- Opening Delimiter -

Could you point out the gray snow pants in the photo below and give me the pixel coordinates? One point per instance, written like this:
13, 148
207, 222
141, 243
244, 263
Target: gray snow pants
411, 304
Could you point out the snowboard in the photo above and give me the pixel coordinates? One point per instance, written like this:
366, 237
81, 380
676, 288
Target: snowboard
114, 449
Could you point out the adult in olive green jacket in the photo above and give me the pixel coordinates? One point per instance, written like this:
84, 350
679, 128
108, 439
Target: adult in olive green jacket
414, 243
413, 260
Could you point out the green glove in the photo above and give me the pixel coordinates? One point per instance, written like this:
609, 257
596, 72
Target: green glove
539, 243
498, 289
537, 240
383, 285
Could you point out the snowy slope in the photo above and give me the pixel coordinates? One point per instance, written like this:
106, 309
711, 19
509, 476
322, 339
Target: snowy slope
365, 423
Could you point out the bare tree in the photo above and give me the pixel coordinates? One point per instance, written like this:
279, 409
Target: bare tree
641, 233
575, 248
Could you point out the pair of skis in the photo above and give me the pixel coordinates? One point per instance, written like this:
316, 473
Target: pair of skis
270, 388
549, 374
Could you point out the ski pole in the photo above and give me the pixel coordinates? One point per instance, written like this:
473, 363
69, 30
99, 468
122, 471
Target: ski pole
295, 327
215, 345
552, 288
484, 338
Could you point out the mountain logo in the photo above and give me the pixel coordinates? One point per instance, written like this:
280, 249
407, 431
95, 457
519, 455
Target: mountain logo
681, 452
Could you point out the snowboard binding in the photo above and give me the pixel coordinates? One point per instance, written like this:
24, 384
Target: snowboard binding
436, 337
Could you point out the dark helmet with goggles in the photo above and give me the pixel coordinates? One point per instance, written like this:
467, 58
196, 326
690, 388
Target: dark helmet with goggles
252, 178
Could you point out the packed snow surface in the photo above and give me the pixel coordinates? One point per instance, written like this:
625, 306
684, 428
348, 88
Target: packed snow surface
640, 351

- Closing Delimiter -

Exercise requirements: All lines from the one containing "Could you point out the snowboard binding" through the end of the records, both ends included, are to be quoted exactly; please add nothing else.

Output below:
Could you point out the snowboard binding in the photo above and give me the pixel coordinates? One point per instance, written like this:
24, 384
Target: snowboard binding
436, 337
Could you point out the dark helmet with goggles in the photo above and give me the pixel coordinates? One point per instance, written like this:
467, 58
196, 326
690, 388
Target: dark helmet with goggles
252, 178
Could you point out the packed snow surface in the photo above and give me the pixel coordinates? One point per instance, written like this:
625, 306
684, 428
348, 88
Target: packed snow surface
640, 351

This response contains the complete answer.